## Begin DATASET CONTENT

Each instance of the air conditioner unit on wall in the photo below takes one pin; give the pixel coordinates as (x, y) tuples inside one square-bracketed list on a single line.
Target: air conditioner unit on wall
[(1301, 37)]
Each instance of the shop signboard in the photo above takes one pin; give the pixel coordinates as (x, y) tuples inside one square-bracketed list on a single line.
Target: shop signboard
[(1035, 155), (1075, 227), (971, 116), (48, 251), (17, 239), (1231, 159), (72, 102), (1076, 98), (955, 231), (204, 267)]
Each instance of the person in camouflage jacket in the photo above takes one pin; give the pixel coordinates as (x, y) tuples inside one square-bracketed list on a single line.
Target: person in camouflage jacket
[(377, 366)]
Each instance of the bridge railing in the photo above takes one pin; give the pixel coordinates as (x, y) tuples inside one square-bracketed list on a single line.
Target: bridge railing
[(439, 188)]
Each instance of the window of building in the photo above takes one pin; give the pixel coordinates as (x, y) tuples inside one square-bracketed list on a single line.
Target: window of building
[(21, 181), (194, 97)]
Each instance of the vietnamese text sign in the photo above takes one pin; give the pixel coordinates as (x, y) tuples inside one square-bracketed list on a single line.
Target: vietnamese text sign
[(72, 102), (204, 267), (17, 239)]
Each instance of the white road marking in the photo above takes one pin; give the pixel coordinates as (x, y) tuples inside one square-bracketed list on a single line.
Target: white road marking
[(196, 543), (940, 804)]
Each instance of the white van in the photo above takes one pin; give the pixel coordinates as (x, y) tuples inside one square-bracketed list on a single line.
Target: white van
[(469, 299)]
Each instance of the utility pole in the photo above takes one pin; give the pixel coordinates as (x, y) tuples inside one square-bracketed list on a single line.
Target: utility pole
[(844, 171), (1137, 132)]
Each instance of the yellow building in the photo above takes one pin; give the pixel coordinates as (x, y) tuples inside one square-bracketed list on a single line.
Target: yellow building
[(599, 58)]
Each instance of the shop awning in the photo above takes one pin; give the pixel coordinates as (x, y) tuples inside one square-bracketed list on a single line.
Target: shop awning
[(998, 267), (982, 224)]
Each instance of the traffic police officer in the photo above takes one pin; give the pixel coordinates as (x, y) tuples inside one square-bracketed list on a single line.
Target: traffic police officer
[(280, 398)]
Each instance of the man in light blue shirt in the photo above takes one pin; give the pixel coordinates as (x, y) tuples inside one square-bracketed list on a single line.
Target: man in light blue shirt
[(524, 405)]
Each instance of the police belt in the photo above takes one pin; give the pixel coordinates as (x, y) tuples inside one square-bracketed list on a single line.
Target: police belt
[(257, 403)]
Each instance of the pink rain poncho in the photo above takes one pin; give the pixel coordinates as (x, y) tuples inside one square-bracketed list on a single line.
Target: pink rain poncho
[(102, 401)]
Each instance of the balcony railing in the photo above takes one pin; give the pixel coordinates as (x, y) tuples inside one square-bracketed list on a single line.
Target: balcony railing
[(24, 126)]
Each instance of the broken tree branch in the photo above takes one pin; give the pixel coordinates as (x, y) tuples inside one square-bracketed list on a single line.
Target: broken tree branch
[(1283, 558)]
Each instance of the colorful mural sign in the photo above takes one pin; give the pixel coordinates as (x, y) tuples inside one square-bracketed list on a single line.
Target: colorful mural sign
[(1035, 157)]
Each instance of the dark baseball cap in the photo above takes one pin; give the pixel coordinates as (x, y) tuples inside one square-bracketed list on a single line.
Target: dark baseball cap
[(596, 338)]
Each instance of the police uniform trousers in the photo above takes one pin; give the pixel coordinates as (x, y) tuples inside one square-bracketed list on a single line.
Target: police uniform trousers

## End DATASET CONTENT

§ EXERCISE DESCRIPTION
Copy the records above from their first line through the line containing "[(599, 58)]", both included, requests and all. Scale every coordinate in the answers by 2.2 and round each to a whole number, rounding halves up.

§ TASK SOLUTION
Each instance of the air conditioner unit on wall in the photo below takes one pin; give the pixel coordinates as (x, y) tuples inside one square-bracketed list on a single line.
Target: air conditioner unit on wall
[(2862, 81)]
Each instance of the shop signboard in the photo above takes one pin; give the pixel coordinates as (x, y) tuples inside one square-bracketed list on a single line.
Target: shop signboard
[(2277, 341), (2365, 499), (2136, 255), (106, 552), (37, 526), (2708, 350), (158, 224), (2367, 216), (2101, 508), (449, 587)]
Each instance of the person in camouflage jacket in the photo above takes one pin; give the pixel coordinates as (x, y) tuples inside one square-bracketed list on a single line.
Target: person in camouflage jacket
[(829, 805)]
Each instance of the bridge railing in the photo above takes one pin; give the pixel coordinates as (x, y) tuples inside one square-bracketed list on a single line.
Target: bridge railing
[(966, 414)]
Each instance of the window of building in the photo above takes one pin; give the pixel coordinates as (x, y) tuples inside one square-bracketed list on a single line.
Target: window of building
[(46, 398), (427, 213)]
Each instance of the vietnamese text sign in the photo above takes one pin; give the pixel coordinates as (x, y) tuples inside one square-bracketed list on a single line.
Target: vietnamese text sign
[(158, 224), (449, 587), (37, 526)]
Each instance of the white road marking in the photo above takes one pin; give the pixel coordinates as (x, y) tuples inside one square-bracketed list on a single line.
Target: white road marking
[(431, 1195), (2068, 1769)]
Each instance of the white van in the photo above takes one pin; give the pixel coordinates as (x, y) tuples inside one square-bracketed list on a single line.
Target: white van
[(1032, 658)]
Each instance of the utility pole in the photo above takes one pin; give the pixel coordinates as (x, y) tuples inside one square-bracketed list on a single line.
Target: utility pole
[(1857, 376), (2501, 290)]
Each instance of the yellow building in the photo above takes one pin; give the pixel coordinates as (x, y) tuples inside one square-bracketed list on a single line.
Target: yellow building
[(1318, 128)]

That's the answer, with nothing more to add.